> PASSAGE SHOWN
╭──

What's wrong with Google Hangouts? (I don't have any perspective, just asking)


Hangout's encoding also it's a real performance hog because most devices don't support H.264 in hardware. Every time I'm in a hangout the fans come on and the battery rapidly drops towards zero.


Most devices DO support H.264 encoding. Hangouts however uses VP9 in Chrome and that's not HW accelerated. If you use Safari on Mac it'll switch to H264 and that will stress CPU less.


I'd love to see someone do the math how much CO2 is Google unnecessarily produce by enforcing VP9 because they are fussy about licensing fees.

I've tried to run 4K60 VP9 (and h.265 for that matter) video from youtube on the latest top spec MacBook Pro and it's completely impossible to watch. Transcoded to h.264 and computer barely gets warm.


Maybe you could rephrase that. How many years of human progress and CO2 emissions have been caused by the uncooperative licensing situation caused by these software patent owners?


Well by that logic we can ask anyone for free stuff and point at CO2. Google is not giving away their data for free, the lend it to you.


> I'd love to see someone do the math how much CO2 is Google unnecessarily produce by enforcing VP9 because they are fussy about licensing fees.

It would definitely be an interesting way to look at how bad software patents are for our society. It's not Google's fault (though they do participate in this system) that good technology had been locked away only to be used by proprietary software.


Well Google want something for free, why can't I get stuff from Google for free? Like, not rent their data, but actually browse their index properly (remember, verbatim && date search has been removed and it's likely to get even worse).


Not sure what that has to do with a discussion about why Google uses a non-patented codec rather than a patented one. What access Google gives their users is not a factor, and is a non-sequitur.

But also I think you're missing the point of free software if you want to limit usage of free software based on your personal value judgement of a company. That's antithetical to free software.


It has exactly the same problem in Safari on mac in my experience. Battery is dead in about 10 minutes.


Yes, you are of course right. Confused the two.


Hangouts Meet fixes this. I believe they try to pick a codex per system that is supported in hardware (rather than using VP9 whenever it could).

(I work for G, opinions are my own)


It isn't what is wrong with Hangouts so much as it is a list of things we like about Slack: 1) Channels - each message has a home. Notifications can be set to the correct level. 2) APIs/Integrations - We hook it up to github, pivotal, new relic, AWS and some of our own custom hooks. Reminders, alerts, messages - whatever we dream up that needs to be done and it is open enough to do it. 3) History 4) Past an image right in it without saving it as a file. 5) Voice calls.

Right now Hangouts is only for meetings where we want to share a screen or video chat. Most of the time a voice call is enough.


Hangouts Chat / Meet [0] brings a lot, if not all, of this when it comes out. Meet keeps most of what hangouts video has today, but a better UI and uses hardware codecs when it chan.

Hangout Chat is really a rework of the idea of hangouts. It brings a lot of functionality that people like from Slack (everything you mention I believe).

Note that Hangouts today does have search sorta (it ain't great). If conversation history is on, it can be searched from Gmail web (not Inbox either), using the "in:chat" filter.

(I work for G, opinions are my own)

[0] https://thenextweb.com/google/2017/03/09/google-takes-slack-...

╰──

> GIVEN REQUEST A
Find every row below that contains the string "hair", matching case exactly, and copy each of those rows.

> RECORD EXTRACTS

╭──

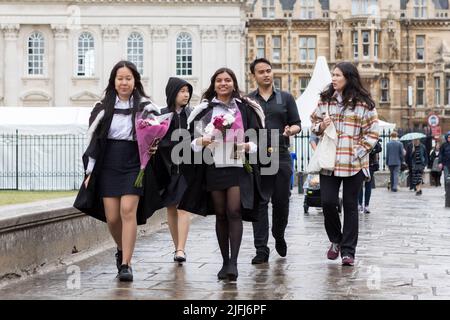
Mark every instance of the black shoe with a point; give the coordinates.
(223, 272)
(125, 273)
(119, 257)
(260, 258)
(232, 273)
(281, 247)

╰──
╭──

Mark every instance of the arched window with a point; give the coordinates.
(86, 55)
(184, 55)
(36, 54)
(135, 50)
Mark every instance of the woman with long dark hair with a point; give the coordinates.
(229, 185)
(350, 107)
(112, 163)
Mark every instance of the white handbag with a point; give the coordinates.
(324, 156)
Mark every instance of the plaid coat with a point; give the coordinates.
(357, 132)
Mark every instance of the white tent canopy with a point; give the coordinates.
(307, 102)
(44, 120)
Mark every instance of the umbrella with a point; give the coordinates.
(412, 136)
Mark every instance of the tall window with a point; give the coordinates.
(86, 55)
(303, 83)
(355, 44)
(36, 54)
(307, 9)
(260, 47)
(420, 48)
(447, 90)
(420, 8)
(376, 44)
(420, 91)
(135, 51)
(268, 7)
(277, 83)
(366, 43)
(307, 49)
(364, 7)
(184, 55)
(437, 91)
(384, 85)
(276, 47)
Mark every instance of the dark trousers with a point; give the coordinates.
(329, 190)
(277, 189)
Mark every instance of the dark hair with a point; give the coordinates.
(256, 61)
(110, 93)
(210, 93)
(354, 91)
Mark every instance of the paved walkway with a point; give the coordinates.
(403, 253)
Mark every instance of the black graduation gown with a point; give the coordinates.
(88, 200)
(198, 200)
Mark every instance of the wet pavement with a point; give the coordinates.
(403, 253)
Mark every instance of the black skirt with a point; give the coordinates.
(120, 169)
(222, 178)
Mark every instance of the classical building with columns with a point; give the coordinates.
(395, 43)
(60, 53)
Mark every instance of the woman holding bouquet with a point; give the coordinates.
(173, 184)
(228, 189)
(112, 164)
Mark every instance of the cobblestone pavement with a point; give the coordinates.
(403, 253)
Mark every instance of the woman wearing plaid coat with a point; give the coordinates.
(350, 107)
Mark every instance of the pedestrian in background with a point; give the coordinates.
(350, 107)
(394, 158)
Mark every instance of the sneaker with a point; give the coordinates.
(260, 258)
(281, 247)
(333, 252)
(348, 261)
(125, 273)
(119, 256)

╰──

> GIVEN REQUEST B
From the Hangouts discussion above, copy verbatim the passage that starts with "Hangout's encoding also" and ends with "barely gets warm.".

> COMPLETE RESPONSE A
Mark every instance of the woman with long dark hair with a point; give the coordinates.
Mark every instance of the dark hair with a point; give the coordinates.

> COMPLETE RESPONSE B
Hangout's encoding also it's a real performance hog because most devices don't support H.264 in hardware. Every time I'm in a hangout the fans come on and the battery rapidly drops towards zero.


Most devices DO support H.264 encoding. Hangouts however uses VP9 in Chrome and that's not HW accelerated. If you use Safari on Mac it'll switch to H264 and that will stress CPU less.


I'd love to see someone do the math how much CO2 is Google unnecessarily produce by enforcing VP9 because they are fussy about licensing fees.

I've tried to run 4K60 VP9 (and h.265 for that matter) video from youtube on the latest top spec MacBook Pro and it's completely impossible to watch. Transcoded to h.264 and computer barely gets warm.